**Task:**
Answer these from the interview page about Luke Goebel:
(a) Which prize did his first novel win, and as the winner for which year?
(b) What award did he win in 2011?
(c) What position does he hold, and at which university?

An Interview with FC2 Author Luke Goebel — Part Three

Jun 13, 2014Archive, Interviews

Luke B. Goebel is a fiction writer who is alive in Texas. His first novel, FOURTEEN STORIES | None of Them Are Yours, will be released by FC2 (2014) as the 2012 winner of the (FC2) Ronald Sukenick Prize For Innovative Fiction. He won the Joan Scott Memorial Fiction Award in 2011. Goebel is an Assistant Professor of English at the University of Texas at Tyler. He’s served as co-editor and guest editor for The New York Tyrant  over several years through its latest issue. He has fictions forthcoming or published in The American Reader, Elimae, Green Mountains Review, The New York Tyrant, UNSAID, Gigantic, Everyday Genius, [PANK], and elsewhere.

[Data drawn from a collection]
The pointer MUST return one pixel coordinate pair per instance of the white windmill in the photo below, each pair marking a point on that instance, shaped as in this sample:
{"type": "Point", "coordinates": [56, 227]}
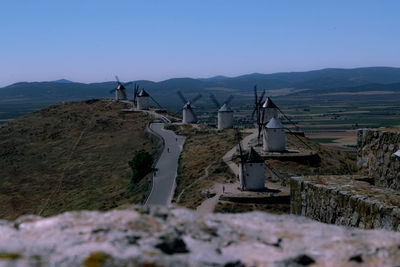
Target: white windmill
{"type": "Point", "coordinates": [251, 169]}
{"type": "Point", "coordinates": [120, 90]}
{"type": "Point", "coordinates": [274, 136]}
{"type": "Point", "coordinates": [225, 113]}
{"type": "Point", "coordinates": [269, 110]}
{"type": "Point", "coordinates": [188, 115]}
{"type": "Point", "coordinates": [142, 99]}
{"type": "Point", "coordinates": [258, 111]}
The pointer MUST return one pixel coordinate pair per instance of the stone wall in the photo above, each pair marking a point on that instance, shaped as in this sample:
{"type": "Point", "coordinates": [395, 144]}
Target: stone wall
{"type": "Point", "coordinates": [343, 200]}
{"type": "Point", "coordinates": [374, 157]}
{"type": "Point", "coordinates": [178, 237]}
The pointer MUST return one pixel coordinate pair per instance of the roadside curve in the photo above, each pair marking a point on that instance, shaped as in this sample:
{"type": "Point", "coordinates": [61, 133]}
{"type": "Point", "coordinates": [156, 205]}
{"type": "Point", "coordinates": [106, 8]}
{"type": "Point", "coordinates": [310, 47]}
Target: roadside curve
{"type": "Point", "coordinates": [167, 166]}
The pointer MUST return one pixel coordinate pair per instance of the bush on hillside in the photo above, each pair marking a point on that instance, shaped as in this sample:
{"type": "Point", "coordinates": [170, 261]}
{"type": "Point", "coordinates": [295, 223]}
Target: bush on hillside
{"type": "Point", "coordinates": [141, 164]}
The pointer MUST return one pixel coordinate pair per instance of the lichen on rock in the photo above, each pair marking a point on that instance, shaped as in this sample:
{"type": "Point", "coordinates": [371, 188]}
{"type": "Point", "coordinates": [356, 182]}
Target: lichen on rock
{"type": "Point", "coordinates": [178, 237]}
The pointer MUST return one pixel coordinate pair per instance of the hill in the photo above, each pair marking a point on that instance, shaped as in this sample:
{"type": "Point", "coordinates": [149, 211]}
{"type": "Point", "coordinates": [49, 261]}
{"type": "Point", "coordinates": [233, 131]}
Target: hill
{"type": "Point", "coordinates": [64, 90]}
{"type": "Point", "coordinates": [70, 156]}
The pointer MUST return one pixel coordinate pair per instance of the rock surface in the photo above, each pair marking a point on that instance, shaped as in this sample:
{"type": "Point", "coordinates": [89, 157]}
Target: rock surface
{"type": "Point", "coordinates": [374, 157]}
{"type": "Point", "coordinates": [345, 201]}
{"type": "Point", "coordinates": [179, 237]}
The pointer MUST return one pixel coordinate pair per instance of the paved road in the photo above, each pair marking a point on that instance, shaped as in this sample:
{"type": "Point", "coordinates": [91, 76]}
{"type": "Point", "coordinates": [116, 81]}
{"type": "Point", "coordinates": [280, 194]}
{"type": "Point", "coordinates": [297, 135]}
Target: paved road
{"type": "Point", "coordinates": [167, 165]}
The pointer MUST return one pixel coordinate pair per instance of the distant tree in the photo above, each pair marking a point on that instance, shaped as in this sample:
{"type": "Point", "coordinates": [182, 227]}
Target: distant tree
{"type": "Point", "coordinates": [141, 164]}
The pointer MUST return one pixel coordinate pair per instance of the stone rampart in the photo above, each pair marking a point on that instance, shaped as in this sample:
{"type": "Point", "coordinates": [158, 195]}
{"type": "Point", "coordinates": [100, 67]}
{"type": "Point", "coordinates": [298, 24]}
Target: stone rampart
{"type": "Point", "coordinates": [343, 200]}
{"type": "Point", "coordinates": [375, 157]}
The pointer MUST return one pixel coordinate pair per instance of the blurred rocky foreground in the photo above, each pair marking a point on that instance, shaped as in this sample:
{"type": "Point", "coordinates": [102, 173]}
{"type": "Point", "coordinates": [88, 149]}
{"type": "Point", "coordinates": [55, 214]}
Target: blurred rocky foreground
{"type": "Point", "coordinates": [178, 237]}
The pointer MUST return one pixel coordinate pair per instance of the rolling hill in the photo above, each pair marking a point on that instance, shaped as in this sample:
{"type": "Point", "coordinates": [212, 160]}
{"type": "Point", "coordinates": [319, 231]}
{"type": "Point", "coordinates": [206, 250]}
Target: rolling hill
{"type": "Point", "coordinates": [23, 97]}
{"type": "Point", "coordinates": [70, 156]}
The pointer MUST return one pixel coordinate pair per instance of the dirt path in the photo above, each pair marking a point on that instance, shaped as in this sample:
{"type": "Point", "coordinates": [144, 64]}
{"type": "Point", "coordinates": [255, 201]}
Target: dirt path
{"type": "Point", "coordinates": [208, 205]}
{"type": "Point", "coordinates": [202, 177]}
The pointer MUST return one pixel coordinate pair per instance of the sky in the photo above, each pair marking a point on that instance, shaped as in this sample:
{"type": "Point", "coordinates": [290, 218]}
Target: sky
{"type": "Point", "coordinates": [94, 40]}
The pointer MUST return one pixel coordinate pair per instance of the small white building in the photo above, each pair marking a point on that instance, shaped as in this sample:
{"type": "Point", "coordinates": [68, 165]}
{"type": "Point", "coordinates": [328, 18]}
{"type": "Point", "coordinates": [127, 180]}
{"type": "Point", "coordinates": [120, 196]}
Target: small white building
{"type": "Point", "coordinates": [188, 115]}
{"type": "Point", "coordinates": [270, 110]}
{"type": "Point", "coordinates": [251, 172]}
{"type": "Point", "coordinates": [120, 92]}
{"type": "Point", "coordinates": [274, 136]}
{"type": "Point", "coordinates": [225, 117]}
{"type": "Point", "coordinates": [143, 100]}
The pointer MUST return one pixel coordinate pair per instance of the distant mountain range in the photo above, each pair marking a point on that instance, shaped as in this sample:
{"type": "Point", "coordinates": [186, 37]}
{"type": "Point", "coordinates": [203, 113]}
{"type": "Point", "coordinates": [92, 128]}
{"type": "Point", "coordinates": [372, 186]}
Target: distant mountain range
{"type": "Point", "coordinates": [316, 82]}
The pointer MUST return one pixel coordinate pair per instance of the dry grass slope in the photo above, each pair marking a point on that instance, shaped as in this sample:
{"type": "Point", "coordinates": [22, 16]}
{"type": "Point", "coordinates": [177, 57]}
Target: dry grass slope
{"type": "Point", "coordinates": [203, 148]}
{"type": "Point", "coordinates": [70, 156]}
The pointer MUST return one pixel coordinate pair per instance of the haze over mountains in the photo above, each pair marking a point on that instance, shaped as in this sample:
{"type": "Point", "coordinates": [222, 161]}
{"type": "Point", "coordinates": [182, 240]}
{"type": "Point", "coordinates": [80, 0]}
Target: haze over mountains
{"type": "Point", "coordinates": [303, 83]}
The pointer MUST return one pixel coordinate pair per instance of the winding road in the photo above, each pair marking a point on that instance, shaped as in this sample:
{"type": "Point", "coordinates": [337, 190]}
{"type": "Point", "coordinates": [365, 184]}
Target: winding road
{"type": "Point", "coordinates": [167, 166]}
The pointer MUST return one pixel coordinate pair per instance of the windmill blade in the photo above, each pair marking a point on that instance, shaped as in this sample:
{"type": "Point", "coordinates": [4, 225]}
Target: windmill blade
{"type": "Point", "coordinates": [255, 94]}
{"type": "Point", "coordinates": [215, 101]}
{"type": "Point", "coordinates": [123, 94]}
{"type": "Point", "coordinates": [261, 98]}
{"type": "Point", "coordinates": [156, 102]}
{"type": "Point", "coordinates": [128, 83]}
{"type": "Point", "coordinates": [193, 114]}
{"type": "Point", "coordinates": [252, 114]}
{"type": "Point", "coordinates": [179, 111]}
{"type": "Point", "coordinates": [196, 98]}
{"type": "Point", "coordinates": [259, 132]}
{"type": "Point", "coordinates": [182, 97]}
{"type": "Point", "coordinates": [262, 116]}
{"type": "Point", "coordinates": [230, 98]}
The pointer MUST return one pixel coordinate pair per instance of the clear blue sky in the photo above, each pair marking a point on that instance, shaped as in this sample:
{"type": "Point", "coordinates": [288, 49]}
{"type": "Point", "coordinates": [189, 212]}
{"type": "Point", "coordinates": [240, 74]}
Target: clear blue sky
{"type": "Point", "coordinates": [92, 40]}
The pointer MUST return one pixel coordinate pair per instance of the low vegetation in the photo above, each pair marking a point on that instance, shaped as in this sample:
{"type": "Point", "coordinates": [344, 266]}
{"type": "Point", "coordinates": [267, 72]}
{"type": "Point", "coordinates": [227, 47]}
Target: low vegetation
{"type": "Point", "coordinates": [70, 156]}
{"type": "Point", "coordinates": [141, 164]}
{"type": "Point", "coordinates": [204, 148]}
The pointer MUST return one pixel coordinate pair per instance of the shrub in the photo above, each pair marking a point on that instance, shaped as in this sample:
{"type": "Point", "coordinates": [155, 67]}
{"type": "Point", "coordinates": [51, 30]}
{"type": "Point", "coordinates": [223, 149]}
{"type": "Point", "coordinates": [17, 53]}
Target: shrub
{"type": "Point", "coordinates": [141, 164]}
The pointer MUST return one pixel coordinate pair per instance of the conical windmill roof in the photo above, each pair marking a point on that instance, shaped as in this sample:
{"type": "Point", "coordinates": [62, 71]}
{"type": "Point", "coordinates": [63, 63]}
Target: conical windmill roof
{"type": "Point", "coordinates": [254, 157]}
{"type": "Point", "coordinates": [120, 87]}
{"type": "Point", "coordinates": [143, 93]}
{"type": "Point", "coordinates": [269, 104]}
{"type": "Point", "coordinates": [274, 124]}
{"type": "Point", "coordinates": [225, 108]}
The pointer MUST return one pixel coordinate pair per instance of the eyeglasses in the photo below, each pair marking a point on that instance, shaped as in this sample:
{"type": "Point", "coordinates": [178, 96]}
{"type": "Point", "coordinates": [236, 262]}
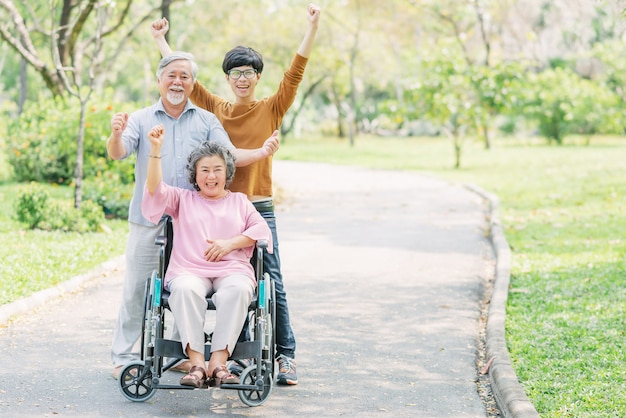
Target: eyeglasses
{"type": "Point", "coordinates": [236, 74]}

**Exercise result:**
(a) The (FC2) Ronald Sukenick Prize For Innovative Fiction, as the 2012 winner.
(b) The Joan Scott Memorial Fiction Award.
(c) Assistant Professor of English at the University of Texas at Tyler.